• _抜粋_
»»
「農家×他業種経営」市田柿を使った肉そばで、現在話題沸騰中!

小松屋株式会社 代表取締役 手塚勇さん


「経営の多角化」は幼馴染からのラブコールだった

国道に大きな看板。わき道を入ると、広い庭の奥に、その店はあった。
「肉そばこまつ家」を経営する手塚さんは、市田柿を生産加工する柿農家でもある。
「柿農家と肉そば」一見、何の脈絡が無いようにみえるが、実は、手塚さんには東京でそば屋などを経営する事業家として活躍する幼馴染がいる。その幼馴染からの提案で始めたのが「肉そば店」である。
就農当初から「そば屋さん始めなよ」といわれていたそうだが、最初は柿農家としての日々で手いっぱい、話半分に聞いていたという。ただ、柿農家としての通年を考えた時、収穫と加工の最盛期が10月~2月くらいまで。それ以外の期間は、比較的空き時間があることに気付いた。
「幼馴染の経営している店の肉そばを食べて、地元には無い味だし美味しかったので、やってみることにしたんです」という。
店舗のコンセプトは、「讃岐うどん」をイメージ。幼馴染と二人で香川県を訪ね、様々な店舗を見て回り、「自分たちは農家なのだから、農家の軒先にある農業倉庫でも面白いのでは?」という発想に至ったという。
「美味しくてリーズナブル。お腹がいっぱいになる蕎麦」、「市田柿農家が経営している」「高級食材である市田柿ふんだんに使用して煮込んだ肉」
幼馴染からのアドバイスを基に、準備の段階から拘ったブランディングで開店してから1年。メディアにも取り上げられ、人気は上々だ。

農家としての新しい形のロールモデルになれば

「農家と言えば、1年中働けるように米を作ったり、柿を作ったり、野菜を作ったりのローテーションを回しているが、その一つが他業種でも良いのでは?と思うのです。たとえばコンビニを経営しながら農家をするなど、色々な形がある」という。
柿農家と肉そば屋を長く継続することを考えての株式会社設立。
「社員を入れたりして、地域の市田柿を絶やさないように生産を増やしたり、独自のブランドで出したり。そういう形が整えば売り上げも伸びるだろうし、そば屋も店舗を増やせる可能性もある。よいタイミングで会社組織にできたので、ただの農家ではなく、可能性を広めることが出来れば」という。
また、会社組織にしたことで、働く環境などにも着目するようになったという手塚さん。
「サラリーマンとして、給料を頂いて農家をやりたい」と考えている人も少なからずいるそうで、そういった人たちが興味をもって、就業規則や年金制度を決めるなど、安心して働ける環境が作ることができればと考えているそう。
««
• _提供データ_
»»
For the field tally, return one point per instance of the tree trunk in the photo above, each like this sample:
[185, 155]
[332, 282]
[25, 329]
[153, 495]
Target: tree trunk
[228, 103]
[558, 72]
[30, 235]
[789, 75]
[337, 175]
««
• _課題 A_
抜粋の中で、農家が1年中働けるようにローテーションで作るものとして挙げられている作物をすべて書き出してください。
• _課題 B_
上の提供データの行を、一字一句変えずにすべて書き写してください。

• _出力 A_
米、柿、野菜

• _出力 B_
For the field tally, return one point per instance of the tree trunk in the photo above, each like this sample:
[185, 155]
[332, 282]
[25, 329]
[153, 495]
Target: tree trunk
[228, 103]
[558, 72]
[30, 235]
[789, 75]
[337, 175]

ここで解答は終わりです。